**CONSIGNE:**
Recopiez le passage de l'interview de Loana Lecomte compris entre « C’est Loana Lecomte » et « espérances… des autres. » inclus, en substituant « Earl Grey » à « Rooibos ».

**TEXTE FOURNI:**
Objectif JO Paris 2024 – Interview de Loana Lecomte

À l’aube d’une saison de XC qui s’articulera principalement autour des Jeux Olympiques de Paris, nous avons voulu discuter de l’approche de cet évènement singulier avec différents protagonistes du milieu. Parmi eux, des athlètes bien sûr, mais pas que…

C’est Loana Lecomte qui nous fait l’honneur d’ouvrir le bal. L’Annécienne de vingt-quatre ans nous a reçu chez elle autour d’un thé Rooibos et de son chat Twixy. Depuis plusieurs années déjà, Loana tutoie les sommets du XCO mondial et vivra en juillet ses seconds Jeux Olympiques. Pour Fullattack, elle revient sur son expérience aux Jeux de Tokyo, et sur les tumultes provoqués par un résultat en deçà des espérances… des autres.

Propos recueillis le 23/01/2024 par Théo Meuzard

Théo Meuzard : Avant toute chose, comment tu te sens en ce moment, à l’aube de cette nouvelle saison ? Comment tu occupes ton hiver ?

**LISTE DES ENTRÉES:**
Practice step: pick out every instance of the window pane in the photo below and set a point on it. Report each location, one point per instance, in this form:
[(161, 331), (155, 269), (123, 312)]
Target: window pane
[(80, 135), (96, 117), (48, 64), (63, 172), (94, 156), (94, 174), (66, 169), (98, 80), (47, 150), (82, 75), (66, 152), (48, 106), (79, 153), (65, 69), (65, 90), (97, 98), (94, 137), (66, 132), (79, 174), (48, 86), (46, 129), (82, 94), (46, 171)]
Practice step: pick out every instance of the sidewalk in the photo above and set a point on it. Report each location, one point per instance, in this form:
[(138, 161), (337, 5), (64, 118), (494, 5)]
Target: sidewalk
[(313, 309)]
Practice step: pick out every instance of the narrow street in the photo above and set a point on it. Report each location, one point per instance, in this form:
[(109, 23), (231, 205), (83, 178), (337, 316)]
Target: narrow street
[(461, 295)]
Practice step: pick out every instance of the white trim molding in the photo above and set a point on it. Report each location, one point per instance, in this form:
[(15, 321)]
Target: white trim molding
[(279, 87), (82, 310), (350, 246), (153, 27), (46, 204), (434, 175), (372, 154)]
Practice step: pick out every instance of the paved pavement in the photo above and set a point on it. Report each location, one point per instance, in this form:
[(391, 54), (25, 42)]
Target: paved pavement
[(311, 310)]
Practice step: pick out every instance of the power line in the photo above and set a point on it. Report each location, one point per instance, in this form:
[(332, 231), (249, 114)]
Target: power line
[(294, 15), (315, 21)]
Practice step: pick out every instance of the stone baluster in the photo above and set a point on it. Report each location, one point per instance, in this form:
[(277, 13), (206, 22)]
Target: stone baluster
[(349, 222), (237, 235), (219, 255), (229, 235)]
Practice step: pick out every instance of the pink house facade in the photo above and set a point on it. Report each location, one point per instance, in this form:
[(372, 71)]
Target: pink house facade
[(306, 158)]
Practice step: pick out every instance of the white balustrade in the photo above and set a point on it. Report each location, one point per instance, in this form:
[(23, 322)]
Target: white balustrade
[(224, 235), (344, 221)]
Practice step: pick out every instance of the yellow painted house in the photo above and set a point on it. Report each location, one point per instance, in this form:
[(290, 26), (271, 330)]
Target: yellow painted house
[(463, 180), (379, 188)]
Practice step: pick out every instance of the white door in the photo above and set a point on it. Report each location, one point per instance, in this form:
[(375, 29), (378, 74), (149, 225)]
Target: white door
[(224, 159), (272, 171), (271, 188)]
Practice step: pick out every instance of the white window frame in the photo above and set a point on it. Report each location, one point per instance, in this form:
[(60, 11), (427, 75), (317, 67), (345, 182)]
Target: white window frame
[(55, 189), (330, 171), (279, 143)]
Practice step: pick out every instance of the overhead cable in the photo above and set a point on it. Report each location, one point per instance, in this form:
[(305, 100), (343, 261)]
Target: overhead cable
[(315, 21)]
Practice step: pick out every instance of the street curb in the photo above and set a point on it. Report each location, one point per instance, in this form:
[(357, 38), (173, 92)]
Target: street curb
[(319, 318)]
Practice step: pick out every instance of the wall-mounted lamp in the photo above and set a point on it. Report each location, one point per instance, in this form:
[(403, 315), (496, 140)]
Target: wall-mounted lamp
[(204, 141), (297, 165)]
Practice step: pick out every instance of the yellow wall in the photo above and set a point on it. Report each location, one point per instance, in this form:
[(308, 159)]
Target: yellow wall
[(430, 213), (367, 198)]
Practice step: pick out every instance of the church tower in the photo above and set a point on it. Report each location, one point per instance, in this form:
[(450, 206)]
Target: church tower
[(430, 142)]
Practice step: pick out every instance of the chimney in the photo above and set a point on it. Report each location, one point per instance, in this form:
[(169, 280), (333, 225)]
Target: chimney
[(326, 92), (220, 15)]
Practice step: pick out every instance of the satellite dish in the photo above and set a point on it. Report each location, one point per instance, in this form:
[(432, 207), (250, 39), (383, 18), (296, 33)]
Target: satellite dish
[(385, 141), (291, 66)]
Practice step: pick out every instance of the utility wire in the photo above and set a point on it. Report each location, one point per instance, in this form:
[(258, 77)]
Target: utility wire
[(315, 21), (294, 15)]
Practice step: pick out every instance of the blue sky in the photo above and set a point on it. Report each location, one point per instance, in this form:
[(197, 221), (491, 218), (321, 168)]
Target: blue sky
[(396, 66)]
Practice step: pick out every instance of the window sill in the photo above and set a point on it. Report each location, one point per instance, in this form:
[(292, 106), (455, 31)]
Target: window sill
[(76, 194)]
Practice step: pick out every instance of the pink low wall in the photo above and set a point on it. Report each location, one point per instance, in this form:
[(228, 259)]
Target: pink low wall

**RÉSULTAT FINAL:**
C’est Loana Lecomte qui nous fait l’honneur d’ouvrir le bal. L’Annécienne de vingt-quatre ans nous a reçu chez elle autour d’un thé Earl Grey et de son chat Twixy. Depuis plusieurs années déjà, Loana tutoie les sommets du XCO mondial et vivra en juillet ses seconds Jeux Olympiques. Pour Fullattack, elle revient sur son expérience aux Jeux de Tokyo, et sur les tumultes provoqués par un résultat en deçà des espérances… des autres.